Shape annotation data
'''

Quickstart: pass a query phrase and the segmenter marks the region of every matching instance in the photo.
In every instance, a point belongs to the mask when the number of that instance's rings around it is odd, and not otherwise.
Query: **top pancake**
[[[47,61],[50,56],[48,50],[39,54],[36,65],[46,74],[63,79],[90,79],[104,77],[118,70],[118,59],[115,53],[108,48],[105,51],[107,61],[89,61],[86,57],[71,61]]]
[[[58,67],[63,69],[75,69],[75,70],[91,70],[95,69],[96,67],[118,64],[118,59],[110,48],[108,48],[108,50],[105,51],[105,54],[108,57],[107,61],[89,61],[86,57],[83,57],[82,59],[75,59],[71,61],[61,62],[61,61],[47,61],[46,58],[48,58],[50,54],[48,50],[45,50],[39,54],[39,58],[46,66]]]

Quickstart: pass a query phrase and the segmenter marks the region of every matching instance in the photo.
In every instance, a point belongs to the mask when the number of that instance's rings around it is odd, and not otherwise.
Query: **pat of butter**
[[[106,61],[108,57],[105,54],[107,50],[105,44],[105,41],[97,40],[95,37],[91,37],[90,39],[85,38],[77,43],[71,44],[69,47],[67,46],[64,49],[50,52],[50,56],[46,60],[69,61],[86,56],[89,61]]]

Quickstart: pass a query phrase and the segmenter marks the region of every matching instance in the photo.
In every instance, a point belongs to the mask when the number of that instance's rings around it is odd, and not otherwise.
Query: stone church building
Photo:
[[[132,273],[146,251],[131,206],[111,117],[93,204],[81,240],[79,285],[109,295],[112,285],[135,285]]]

'''

## DIRECTION
Convert the data above into a two-column CSV with the header input,output, using one row per entry. Put each entry's text and its answer in a single quoted field apiece, replacing line breaks with spaces.

## COMPLETE ANSWER
input,output
"Quickstart: pass a query phrase and the segmenter marks the region of every matching instance in the photo. In every instance, a point belongs to the mask when the number of that instance's rings around it is odd, and not otherwise. Query: **top pancake**","[[[47,61],[50,56],[48,50],[39,54],[36,65],[46,74],[63,79],[90,79],[104,77],[118,70],[118,59],[115,53],[108,48],[105,51],[107,61],[89,61],[86,57],[71,61]]] [[[58,67],[63,69],[75,69],[75,70],[91,70],[95,69],[96,67],[118,64],[118,59],[110,48],[108,48],[108,50],[105,51],[105,54],[108,57],[107,61],[89,61],[86,57],[83,57],[82,59],[75,59],[71,61],[61,62],[61,61],[47,61],[46,58],[48,58],[50,54],[48,50],[45,50],[39,54],[39,58],[46,66]]]"
"Quickstart: pass a query phrase and the segmenter marks the region of every matching instance in the photo. In every instance, a point belongs to the mask when the number of that instance's rings around it is odd, and not otherwise. Query: **pat of butter**","[[[106,61],[108,57],[105,54],[107,50],[105,44],[105,41],[97,40],[95,37],[91,37],[90,39],[85,38],[77,43],[71,44],[69,47],[67,46],[64,49],[50,52],[50,56],[46,60],[69,61],[86,56],[89,61]]]"
"Quickstart: pass a query phrase and the segmenter marks the region of every matching instance in the photo. In every instance, a point belongs to the mask when the number of that instance's rings around it is odd, and not otherwise. Query: stone church building Photo:","[[[132,273],[146,251],[131,206],[111,117],[93,204],[81,240],[79,285],[109,295],[112,285],[135,285]]]"